Winnicott propõe que “o viver criativo é o que possibilita ao indivíduo sentir que a vida é digna de ser vivida”. A criatividade, neste sentido, estaria, portanto, fundada no sentido da vida e na espontaneidade, que deve ser a marca da relação consigo mesmo e com o mundo. Viver criativamente é a essência do indivíduo saudável. 

Podemos nos perguntar: para qual lado tendem nossas atitudes, ideias, pensamentos? No sentido da adaptação ao meio e suas exigências, ou no sentido do viver criativo?

Um nível de adaptação é desejável, pois que necessitamos viver de forma compartilhada, em sociedade. Cultiva-se, nessa adaptação ativa e saudável, valores éticos do ser: respeito, tolerância, solidariedade, empatia, entre tantos outros.

Entretanto, a partir do momento que essa adaptação inibe o viver criativo, o sujeito passa a adoecer. Submeter-se à realidade externa como “algo a que se ajustar” é indício de adoecimento psíquico, uma vez que traz consigo um sentido de inutilidade pessoal. 

Ajustar-se aos padrões sociais, estéticos, culturais, econômicos, é criar para si valores distorcidos e preconceituosos, promotores de exclusões, segregações, distanciamento, isolamento, solidão; incitando ao medo, à insegurança, à desconfiança, ao individualismo, ao egoísmo...

A proposta do “viver criativo” é poder viver, desde o nascimento até a velhice, de maneira a experimentar “um colorido de toda a atitude com relação à realidade”.  “Estar vivo” em todos os acontecimentos de nossa vida; sentir-se participante da vida; preservar um modo singular na forma de “tocar” o mundo...

Desde o momento do nascimento já é possível experimentar esse viver, quando o bebê tem possibilidade de criar modos de se relacionar com os primeiros acontecimentos de sua existência. O ambiente psíquico inicial, incluindo os cuidados de maternagem, é determinante no estabelecimento desse sentido da vida.

Linhas extraídas:
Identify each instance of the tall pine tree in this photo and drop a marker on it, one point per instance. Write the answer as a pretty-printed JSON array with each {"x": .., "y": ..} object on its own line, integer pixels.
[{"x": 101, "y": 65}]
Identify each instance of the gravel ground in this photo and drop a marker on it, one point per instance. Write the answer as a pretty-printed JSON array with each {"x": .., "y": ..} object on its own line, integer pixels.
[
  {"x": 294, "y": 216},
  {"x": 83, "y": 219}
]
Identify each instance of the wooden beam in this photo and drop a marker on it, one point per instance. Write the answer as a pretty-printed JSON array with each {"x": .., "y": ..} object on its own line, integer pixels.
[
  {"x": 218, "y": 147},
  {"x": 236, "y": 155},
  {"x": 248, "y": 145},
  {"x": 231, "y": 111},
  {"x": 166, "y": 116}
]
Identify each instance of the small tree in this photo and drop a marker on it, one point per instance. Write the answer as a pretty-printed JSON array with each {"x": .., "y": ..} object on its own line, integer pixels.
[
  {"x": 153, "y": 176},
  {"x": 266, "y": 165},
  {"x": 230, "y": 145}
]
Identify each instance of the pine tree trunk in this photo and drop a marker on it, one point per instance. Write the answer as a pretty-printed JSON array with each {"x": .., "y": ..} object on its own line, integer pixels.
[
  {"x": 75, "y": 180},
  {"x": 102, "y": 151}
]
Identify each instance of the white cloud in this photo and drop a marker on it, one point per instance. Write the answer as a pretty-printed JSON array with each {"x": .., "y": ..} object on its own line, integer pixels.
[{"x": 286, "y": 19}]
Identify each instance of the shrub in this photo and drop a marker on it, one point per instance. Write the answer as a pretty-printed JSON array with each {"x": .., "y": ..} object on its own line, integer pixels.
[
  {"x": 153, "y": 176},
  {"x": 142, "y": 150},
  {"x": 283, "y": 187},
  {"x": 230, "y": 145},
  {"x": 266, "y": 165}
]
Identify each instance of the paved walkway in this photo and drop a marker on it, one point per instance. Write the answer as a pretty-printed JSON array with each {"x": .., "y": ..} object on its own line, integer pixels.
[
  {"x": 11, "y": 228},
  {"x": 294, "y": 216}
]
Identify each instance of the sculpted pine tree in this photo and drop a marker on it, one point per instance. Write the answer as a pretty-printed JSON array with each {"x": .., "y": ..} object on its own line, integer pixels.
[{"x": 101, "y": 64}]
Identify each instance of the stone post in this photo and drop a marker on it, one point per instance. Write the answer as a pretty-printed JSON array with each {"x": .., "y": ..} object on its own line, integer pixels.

Enunciado 1: Segundo o trecho sobre o viver criativo, o que é determinante no estabelecimento do sentido da vida desde o nascimento?
Enunciado 2: Por favor, dê seguimento ao trecho sobre o viver criativo a partir da sua última frase.
As linhas constituem um material separado do trecho.

Resultado do exercício 1: O ambiente psíquico inicial, incluindo os cuidados de maternagem.

Resultado do exercício 2:
A partir daí, todo um universo de experiências vai se apresentando ao indivíduo. Se for possível continuar dando fluência à sua singularidade, irá experimentar cada vez mais que a vida merece ser vivida e o sentimento de plenitude pode existir. Caso contrário, terá dúvidas sobre o valor do viver, e consequentemente, sobre o valor de si mesmo. E, na dúvida sobre o próprio valor, torna-se atraente aderir àquilo que é desejado pelo outro, para ilusoriamente preservar um mínimo de afetividade – sou aceito...

No cenário social atual, apesar de todos os problemas com os quais nos deparamos cotidianamente, parece que, de alguma forma, vem sendo despertada coletivamente a necessidade de dar um lugar social a esse viver criativo. 

Ações comunitárias surgem como formas de resgate da singularidade, onde somos convidados a partilhar nosso modo de sentir e experimentar o mundo de maneira original.  Algo em comum existe em todas essas novas proposições: além de produzir algo que nos faça feliz, torna-se fundamental que também faça bem ao outro e, ainda, que nos faça alguém melhor!

Presenciamos a multiplicação de uma atitude solidária moderna, não assistencialista, fruto de um incipiente amadurecimento coletivo, que apresenta ao mundo formas de criar uma felicidade empática e sustentável, que produz uma cultura pautada na inclusão, compartilhamento, sustentabilidade, solidariedade.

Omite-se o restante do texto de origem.